■ **YOUR ASSIGNMENT**: What is needed is every line of the material that contains "below".

*** EXERCISE INPUT

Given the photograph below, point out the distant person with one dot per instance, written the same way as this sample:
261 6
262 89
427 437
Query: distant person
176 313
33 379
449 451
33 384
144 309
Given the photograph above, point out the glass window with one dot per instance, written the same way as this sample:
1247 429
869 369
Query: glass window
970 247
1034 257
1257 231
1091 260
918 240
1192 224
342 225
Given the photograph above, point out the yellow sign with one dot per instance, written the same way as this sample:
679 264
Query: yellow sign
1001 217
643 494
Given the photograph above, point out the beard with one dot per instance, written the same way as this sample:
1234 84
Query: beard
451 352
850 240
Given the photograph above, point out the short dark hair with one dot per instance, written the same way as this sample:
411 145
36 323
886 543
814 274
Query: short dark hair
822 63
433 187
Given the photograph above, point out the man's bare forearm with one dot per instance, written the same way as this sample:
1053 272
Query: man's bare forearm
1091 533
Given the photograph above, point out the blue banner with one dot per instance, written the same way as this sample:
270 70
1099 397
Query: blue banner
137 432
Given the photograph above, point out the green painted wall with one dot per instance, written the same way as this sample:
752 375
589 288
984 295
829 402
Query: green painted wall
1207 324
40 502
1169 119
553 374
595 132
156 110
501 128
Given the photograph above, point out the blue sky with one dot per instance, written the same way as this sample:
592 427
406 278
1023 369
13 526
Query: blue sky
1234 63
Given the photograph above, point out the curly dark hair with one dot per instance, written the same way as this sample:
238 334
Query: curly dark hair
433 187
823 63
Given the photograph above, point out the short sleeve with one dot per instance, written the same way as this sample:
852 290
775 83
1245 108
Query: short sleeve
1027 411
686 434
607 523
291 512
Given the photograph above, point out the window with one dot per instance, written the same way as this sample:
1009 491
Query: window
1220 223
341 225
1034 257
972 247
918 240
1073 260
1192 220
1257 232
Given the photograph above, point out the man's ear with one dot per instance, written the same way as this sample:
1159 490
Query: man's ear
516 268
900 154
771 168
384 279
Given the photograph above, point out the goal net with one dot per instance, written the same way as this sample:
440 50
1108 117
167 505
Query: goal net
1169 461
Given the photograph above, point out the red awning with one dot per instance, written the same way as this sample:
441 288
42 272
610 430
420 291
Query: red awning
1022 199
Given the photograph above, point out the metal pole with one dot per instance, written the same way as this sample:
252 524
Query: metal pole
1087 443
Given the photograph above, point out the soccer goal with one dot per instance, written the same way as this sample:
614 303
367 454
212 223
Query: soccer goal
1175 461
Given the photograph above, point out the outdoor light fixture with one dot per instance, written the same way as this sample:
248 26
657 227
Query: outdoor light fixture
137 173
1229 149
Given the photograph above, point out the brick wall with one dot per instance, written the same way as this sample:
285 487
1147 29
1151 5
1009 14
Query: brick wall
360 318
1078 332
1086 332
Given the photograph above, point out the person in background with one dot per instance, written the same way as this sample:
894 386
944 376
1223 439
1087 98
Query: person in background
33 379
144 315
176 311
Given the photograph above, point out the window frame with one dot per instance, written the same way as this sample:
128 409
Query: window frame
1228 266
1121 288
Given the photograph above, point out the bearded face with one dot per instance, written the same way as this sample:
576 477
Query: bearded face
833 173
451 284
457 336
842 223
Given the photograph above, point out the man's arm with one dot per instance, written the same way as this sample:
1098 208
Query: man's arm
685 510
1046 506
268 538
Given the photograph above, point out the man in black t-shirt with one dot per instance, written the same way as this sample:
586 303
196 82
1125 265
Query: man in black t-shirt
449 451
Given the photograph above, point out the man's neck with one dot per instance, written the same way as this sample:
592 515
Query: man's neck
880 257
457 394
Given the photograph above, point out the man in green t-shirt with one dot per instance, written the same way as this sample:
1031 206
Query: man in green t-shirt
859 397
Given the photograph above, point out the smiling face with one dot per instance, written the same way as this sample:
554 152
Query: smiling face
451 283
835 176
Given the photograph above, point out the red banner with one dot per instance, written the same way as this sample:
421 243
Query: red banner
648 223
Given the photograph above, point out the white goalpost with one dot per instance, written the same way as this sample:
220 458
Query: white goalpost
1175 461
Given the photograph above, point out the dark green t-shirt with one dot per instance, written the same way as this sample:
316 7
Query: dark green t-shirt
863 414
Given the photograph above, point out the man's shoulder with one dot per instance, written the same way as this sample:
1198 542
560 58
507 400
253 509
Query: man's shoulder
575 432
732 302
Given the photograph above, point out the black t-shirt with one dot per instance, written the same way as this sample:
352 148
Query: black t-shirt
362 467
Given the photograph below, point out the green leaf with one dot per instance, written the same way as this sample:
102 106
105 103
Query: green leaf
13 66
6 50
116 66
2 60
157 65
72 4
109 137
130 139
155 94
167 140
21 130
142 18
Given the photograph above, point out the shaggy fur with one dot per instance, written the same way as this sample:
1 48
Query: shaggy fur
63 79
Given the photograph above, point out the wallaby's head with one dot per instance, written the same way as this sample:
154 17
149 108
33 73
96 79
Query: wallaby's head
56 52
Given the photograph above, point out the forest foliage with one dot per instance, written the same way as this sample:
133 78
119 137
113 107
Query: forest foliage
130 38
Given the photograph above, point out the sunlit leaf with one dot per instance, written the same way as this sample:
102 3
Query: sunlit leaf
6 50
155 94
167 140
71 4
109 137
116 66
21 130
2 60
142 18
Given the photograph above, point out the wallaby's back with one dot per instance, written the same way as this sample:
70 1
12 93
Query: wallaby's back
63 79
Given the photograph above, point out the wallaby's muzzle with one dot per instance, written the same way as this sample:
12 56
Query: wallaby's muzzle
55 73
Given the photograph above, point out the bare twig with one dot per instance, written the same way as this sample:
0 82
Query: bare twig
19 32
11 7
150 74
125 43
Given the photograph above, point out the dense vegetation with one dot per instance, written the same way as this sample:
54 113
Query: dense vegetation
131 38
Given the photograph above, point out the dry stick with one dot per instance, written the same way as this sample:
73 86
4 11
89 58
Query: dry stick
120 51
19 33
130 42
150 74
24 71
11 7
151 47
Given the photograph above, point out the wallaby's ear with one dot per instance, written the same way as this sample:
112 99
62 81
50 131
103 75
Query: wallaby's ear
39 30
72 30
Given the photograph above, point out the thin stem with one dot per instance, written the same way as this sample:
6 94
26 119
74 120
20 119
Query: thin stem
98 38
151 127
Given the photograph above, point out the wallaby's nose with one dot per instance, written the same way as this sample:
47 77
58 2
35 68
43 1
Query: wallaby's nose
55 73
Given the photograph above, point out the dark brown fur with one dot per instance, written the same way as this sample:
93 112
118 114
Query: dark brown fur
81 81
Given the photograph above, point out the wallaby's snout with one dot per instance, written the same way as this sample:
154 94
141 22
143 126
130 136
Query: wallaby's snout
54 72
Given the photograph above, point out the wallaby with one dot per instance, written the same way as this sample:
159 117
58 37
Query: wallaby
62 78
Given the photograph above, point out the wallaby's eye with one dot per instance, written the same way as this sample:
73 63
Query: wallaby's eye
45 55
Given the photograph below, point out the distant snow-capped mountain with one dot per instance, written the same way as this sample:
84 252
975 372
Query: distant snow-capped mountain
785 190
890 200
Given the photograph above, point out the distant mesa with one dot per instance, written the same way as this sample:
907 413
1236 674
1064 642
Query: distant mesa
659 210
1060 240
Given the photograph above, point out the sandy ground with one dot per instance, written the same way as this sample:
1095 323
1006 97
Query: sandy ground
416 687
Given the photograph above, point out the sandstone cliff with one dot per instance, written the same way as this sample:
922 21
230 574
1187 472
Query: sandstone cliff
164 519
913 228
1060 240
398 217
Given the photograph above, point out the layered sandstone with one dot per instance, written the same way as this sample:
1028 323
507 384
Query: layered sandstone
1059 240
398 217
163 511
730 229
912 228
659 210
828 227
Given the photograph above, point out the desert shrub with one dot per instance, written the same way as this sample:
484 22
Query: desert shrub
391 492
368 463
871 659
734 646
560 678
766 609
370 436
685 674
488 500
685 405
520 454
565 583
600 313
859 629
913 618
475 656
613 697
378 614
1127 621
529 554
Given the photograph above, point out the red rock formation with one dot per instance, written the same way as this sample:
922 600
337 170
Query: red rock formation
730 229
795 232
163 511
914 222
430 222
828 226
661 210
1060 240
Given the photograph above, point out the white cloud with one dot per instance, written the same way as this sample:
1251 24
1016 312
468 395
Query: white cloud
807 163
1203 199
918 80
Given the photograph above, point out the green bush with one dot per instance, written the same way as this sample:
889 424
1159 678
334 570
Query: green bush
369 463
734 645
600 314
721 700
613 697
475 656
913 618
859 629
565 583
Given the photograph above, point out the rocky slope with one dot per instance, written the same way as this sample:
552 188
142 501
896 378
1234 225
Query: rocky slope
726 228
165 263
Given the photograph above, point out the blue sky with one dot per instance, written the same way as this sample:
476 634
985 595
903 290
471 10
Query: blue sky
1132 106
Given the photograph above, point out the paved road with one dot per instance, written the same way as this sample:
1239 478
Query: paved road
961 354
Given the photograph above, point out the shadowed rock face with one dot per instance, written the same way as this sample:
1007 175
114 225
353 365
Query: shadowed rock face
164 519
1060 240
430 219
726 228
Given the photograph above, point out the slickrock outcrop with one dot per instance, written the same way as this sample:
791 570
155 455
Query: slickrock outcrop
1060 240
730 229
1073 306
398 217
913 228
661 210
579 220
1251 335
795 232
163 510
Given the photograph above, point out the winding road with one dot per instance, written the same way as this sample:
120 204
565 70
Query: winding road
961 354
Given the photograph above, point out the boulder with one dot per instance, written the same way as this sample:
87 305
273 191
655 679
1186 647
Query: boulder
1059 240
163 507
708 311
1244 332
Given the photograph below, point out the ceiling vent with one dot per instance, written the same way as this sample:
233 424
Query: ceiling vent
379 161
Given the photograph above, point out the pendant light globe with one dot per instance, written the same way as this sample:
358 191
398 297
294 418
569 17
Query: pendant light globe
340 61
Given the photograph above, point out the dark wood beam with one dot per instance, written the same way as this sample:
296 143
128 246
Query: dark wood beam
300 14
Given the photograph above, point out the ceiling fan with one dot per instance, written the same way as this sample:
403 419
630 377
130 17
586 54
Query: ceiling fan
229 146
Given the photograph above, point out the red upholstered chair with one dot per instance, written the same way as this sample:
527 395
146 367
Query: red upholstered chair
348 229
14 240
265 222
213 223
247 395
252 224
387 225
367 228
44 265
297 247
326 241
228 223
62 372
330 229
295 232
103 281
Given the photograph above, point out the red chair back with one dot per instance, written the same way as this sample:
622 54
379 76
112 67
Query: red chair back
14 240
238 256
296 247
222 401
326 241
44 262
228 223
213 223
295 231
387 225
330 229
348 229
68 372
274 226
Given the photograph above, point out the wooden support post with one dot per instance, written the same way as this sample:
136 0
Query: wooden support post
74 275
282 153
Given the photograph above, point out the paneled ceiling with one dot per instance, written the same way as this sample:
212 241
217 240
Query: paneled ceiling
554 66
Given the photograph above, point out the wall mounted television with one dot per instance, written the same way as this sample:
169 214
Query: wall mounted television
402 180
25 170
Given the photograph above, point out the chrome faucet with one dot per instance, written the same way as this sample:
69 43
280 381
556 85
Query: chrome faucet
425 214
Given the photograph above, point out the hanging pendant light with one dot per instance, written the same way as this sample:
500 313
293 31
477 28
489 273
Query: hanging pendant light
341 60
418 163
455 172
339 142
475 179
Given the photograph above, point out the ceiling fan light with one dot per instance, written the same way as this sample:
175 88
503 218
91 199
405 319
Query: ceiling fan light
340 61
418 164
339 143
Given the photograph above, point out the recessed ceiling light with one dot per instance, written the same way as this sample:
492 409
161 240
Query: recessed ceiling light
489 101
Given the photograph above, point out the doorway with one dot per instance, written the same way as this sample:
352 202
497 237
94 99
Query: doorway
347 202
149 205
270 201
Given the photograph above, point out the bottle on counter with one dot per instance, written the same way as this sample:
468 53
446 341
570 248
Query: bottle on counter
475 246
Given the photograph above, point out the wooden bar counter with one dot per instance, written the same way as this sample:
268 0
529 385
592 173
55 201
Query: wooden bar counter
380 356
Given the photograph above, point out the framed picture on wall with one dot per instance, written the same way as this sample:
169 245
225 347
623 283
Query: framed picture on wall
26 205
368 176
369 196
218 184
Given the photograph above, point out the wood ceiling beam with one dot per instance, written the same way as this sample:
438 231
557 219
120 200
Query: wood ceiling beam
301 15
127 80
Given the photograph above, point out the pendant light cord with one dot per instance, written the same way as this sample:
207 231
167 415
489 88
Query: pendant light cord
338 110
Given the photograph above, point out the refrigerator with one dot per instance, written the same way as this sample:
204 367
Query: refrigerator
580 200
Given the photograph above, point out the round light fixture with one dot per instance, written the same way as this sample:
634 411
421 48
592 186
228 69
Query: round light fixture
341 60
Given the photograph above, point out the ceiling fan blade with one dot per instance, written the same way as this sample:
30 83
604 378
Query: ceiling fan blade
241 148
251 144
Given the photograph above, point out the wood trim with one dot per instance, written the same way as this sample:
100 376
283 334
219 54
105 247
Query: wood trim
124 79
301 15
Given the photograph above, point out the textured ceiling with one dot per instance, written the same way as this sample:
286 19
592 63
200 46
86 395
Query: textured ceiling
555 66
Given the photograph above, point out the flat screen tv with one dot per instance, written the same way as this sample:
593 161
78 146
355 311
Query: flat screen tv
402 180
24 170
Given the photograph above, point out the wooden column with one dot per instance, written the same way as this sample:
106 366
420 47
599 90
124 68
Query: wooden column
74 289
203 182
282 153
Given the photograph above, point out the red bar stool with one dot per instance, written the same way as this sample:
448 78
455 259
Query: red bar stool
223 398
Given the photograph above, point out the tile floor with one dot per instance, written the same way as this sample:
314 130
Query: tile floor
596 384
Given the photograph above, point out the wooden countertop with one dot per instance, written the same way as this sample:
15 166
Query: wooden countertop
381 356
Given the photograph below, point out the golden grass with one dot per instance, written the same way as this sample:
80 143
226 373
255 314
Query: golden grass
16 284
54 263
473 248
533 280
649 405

******

■ **EXERCISE SOLUTION**:
Given the photograph below, point out the distant person with one dot per instance, written the same way as this sample:
Given the photograph below, point out the green leaf with one dot per instance, written the same way as this sample:
Given the photograph below, point out the distant snow-capped mountain with one dot per instance, written the same way as this sample:
Given the photograph below, point out the ceiling vent with one dot per instance, written the same way as this sample:
Given the photograph below, point out the golden grass with one dot per instance, written the same way as this sample:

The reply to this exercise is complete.